### STATED PROBLEM
Starting at the line containing "Target: broad green leaf" and running through the end of the records, reproduce every line, and offset each polygon coordinate in the answer outlines by adding 145. Leave the numbers in the sample outlines unchanged.

——

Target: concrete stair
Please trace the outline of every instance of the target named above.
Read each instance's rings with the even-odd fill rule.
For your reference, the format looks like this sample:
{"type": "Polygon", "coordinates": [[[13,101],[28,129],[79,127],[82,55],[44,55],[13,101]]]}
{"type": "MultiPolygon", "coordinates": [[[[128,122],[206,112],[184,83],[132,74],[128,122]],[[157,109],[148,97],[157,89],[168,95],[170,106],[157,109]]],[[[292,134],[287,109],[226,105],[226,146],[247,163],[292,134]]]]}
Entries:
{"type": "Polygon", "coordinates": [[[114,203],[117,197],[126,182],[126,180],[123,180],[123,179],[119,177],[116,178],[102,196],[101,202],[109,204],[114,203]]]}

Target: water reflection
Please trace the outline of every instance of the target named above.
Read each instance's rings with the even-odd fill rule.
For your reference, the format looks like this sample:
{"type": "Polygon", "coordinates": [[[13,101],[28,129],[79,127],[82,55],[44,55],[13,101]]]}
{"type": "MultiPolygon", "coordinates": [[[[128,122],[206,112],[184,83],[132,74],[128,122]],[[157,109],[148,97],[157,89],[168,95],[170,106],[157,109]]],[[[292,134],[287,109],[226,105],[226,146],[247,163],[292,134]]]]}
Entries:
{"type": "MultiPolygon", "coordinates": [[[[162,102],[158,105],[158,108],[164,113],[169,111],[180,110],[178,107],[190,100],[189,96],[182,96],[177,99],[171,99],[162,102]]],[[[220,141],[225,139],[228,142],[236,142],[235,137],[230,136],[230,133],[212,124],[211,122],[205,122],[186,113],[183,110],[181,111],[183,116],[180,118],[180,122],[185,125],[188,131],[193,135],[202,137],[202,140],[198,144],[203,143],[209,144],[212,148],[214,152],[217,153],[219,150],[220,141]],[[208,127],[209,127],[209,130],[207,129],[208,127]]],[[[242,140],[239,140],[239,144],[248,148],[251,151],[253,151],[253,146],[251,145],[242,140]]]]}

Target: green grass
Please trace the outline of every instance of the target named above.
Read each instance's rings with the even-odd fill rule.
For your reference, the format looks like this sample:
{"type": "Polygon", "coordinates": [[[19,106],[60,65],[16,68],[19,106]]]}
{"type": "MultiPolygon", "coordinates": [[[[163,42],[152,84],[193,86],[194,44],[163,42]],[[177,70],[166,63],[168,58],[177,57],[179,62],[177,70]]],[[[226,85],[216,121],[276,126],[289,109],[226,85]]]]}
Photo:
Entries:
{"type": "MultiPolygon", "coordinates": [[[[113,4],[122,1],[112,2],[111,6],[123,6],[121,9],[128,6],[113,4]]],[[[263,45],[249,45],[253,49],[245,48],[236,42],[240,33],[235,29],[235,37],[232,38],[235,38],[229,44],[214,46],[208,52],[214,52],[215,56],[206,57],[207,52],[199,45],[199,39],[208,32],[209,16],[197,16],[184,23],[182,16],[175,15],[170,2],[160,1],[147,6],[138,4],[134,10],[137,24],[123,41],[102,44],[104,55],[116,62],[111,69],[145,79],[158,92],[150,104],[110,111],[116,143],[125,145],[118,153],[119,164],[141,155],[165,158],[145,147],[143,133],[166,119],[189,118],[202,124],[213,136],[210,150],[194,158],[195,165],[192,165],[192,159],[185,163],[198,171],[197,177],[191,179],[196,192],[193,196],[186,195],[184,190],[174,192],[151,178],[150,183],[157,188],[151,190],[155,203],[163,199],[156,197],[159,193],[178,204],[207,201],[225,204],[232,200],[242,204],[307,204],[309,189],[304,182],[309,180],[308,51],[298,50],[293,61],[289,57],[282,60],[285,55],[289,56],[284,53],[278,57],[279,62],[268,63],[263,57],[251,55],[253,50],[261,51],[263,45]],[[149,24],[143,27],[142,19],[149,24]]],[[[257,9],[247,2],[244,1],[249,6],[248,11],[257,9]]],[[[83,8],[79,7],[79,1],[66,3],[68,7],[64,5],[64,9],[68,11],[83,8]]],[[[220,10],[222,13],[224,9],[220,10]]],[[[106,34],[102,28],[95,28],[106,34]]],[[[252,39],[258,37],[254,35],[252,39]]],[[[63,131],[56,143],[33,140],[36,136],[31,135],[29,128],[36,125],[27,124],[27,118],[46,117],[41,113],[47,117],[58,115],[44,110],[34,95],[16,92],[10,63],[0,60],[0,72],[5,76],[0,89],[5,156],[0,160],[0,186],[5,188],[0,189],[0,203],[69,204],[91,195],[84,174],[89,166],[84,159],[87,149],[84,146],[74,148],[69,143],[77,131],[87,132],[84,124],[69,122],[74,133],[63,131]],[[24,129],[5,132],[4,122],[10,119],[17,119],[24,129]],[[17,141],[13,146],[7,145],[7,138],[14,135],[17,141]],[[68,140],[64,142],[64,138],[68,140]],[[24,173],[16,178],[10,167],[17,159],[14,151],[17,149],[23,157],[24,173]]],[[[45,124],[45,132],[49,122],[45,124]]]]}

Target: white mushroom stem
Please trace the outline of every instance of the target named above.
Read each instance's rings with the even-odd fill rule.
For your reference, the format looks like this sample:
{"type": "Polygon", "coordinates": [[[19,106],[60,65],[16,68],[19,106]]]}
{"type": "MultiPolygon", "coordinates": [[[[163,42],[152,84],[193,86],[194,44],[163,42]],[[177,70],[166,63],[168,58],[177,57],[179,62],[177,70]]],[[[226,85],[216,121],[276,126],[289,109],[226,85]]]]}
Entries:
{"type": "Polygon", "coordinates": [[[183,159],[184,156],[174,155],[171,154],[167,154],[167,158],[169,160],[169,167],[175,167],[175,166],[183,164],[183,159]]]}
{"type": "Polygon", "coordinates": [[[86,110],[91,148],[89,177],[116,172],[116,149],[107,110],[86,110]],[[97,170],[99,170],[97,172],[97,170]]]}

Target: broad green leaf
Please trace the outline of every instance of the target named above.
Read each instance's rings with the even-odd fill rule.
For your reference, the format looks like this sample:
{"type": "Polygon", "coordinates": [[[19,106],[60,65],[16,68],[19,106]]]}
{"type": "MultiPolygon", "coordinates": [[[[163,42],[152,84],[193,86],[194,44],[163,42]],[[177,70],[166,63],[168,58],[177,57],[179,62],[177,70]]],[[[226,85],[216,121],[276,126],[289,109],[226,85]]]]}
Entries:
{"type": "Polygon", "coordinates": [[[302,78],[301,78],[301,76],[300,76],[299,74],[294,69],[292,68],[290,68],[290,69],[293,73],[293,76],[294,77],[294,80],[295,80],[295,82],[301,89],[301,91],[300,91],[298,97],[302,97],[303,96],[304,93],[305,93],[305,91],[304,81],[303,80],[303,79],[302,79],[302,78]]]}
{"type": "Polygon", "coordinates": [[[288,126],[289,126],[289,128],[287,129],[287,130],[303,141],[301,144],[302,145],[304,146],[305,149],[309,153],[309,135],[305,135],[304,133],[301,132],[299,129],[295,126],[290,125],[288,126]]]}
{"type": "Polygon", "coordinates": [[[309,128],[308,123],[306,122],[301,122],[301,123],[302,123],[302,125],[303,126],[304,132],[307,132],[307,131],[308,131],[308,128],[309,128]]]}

——

### FINAL ANSWER
Target: broad green leaf
Please trace the outline of every instance of the target named above.
Read each instance's rings with the even-odd fill rule.
For your reference, the format looks like this sample:
{"type": "Polygon", "coordinates": [[[19,106],[60,65],[16,68],[19,106]]]}
{"type": "MultiPolygon", "coordinates": [[[[163,42],[152,84],[193,86],[194,44],[163,42]],[[177,70],[166,63],[168,58],[177,57],[179,62],[177,70]]],[[[226,85],[216,121],[276,126],[289,109],[226,85]]]]}
Entries:
{"type": "Polygon", "coordinates": [[[447,223],[446,223],[446,221],[445,221],[444,219],[439,214],[437,213],[435,213],[435,214],[438,218],[438,221],[439,222],[439,225],[440,225],[440,227],[446,234],[446,236],[445,236],[443,242],[447,242],[448,241],[449,238],[450,238],[450,236],[449,226],[448,225],[448,224],[447,224],[447,223]]]}
{"type": "Polygon", "coordinates": [[[433,271],[434,271],[434,273],[432,274],[432,275],[448,286],[446,289],[447,290],[449,291],[450,294],[454,298],[454,280],[450,280],[449,278],[446,277],[444,274],[440,271],[435,270],[433,271]]]}
{"type": "Polygon", "coordinates": [[[454,273],[453,268],[451,267],[446,267],[446,268],[447,268],[447,270],[448,271],[449,277],[452,277],[452,276],[453,276],[453,273],[454,273]]]}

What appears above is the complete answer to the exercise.